**WHAT TO WORK ON**
Reproduce every line of the listing below word for word, but leave out the pictures.
+-------+
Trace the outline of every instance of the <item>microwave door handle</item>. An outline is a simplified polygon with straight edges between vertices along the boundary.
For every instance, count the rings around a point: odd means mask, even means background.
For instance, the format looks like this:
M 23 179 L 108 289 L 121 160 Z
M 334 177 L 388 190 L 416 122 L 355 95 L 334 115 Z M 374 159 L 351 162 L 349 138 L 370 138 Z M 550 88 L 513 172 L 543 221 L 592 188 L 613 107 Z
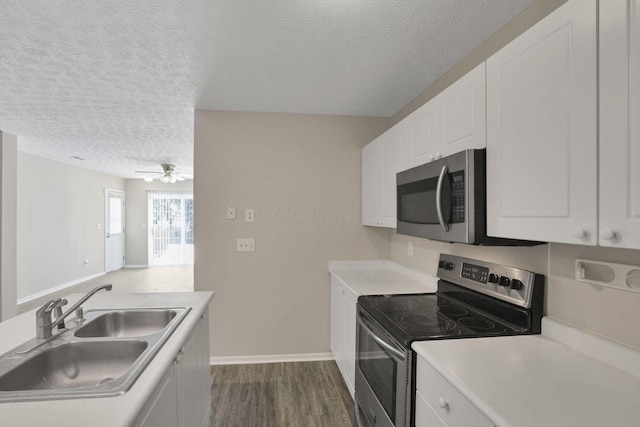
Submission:
M 358 317 L 358 322 L 360 323 L 360 326 L 362 328 L 364 328 L 367 333 L 369 334 L 369 336 L 380 345 L 380 347 L 384 348 L 385 350 L 387 350 L 388 352 L 391 353 L 392 356 L 395 356 L 394 358 L 399 361 L 402 362 L 405 360 L 405 354 L 400 352 L 398 349 L 392 347 L 389 343 L 387 343 L 386 341 L 384 341 L 383 339 L 381 339 L 379 336 L 377 336 L 375 334 L 375 332 L 373 332 L 371 330 L 371 328 L 369 328 L 369 326 L 367 326 L 367 324 Z
M 449 172 L 449 168 L 443 166 L 438 177 L 438 186 L 436 187 L 436 212 L 438 213 L 438 222 L 444 231 L 449 231 L 449 225 L 445 224 L 444 215 L 442 214 L 442 185 L 447 172 Z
+-------+
**TASK RESULT**
Trace the outline of every instance of the <item>microwave door handle</item>. An outline is a simplified polygon with straight edges between vertices along the boundary.
For every instance, count the rings around a point: odd means mask, even means background.
For instance, the format looks like this:
M 23 179 L 108 289 L 121 160 Z
M 334 177 L 388 190 L 416 122 L 355 95 L 334 115 Z M 374 159 L 351 162 L 349 138 L 370 138 Z M 550 88 L 513 172 L 543 221 L 592 188 L 613 107 Z
Submission:
M 358 317 L 358 322 L 360 323 L 360 326 L 362 328 L 364 328 L 367 333 L 369 334 L 369 336 L 380 345 L 380 347 L 384 348 L 385 350 L 387 350 L 388 352 L 391 353 L 392 356 L 395 356 L 394 358 L 399 361 L 402 362 L 405 360 L 405 354 L 400 352 L 398 349 L 392 347 L 389 343 L 387 343 L 386 341 L 384 341 L 383 339 L 381 339 L 379 336 L 377 336 L 375 334 L 375 332 L 373 332 L 371 330 L 371 328 L 369 328 L 369 326 L 367 326 L 367 324 Z
M 449 172 L 449 168 L 443 166 L 438 177 L 438 186 L 436 187 L 436 212 L 438 213 L 438 222 L 444 231 L 449 231 L 449 225 L 445 224 L 444 215 L 442 214 L 442 185 L 447 172 Z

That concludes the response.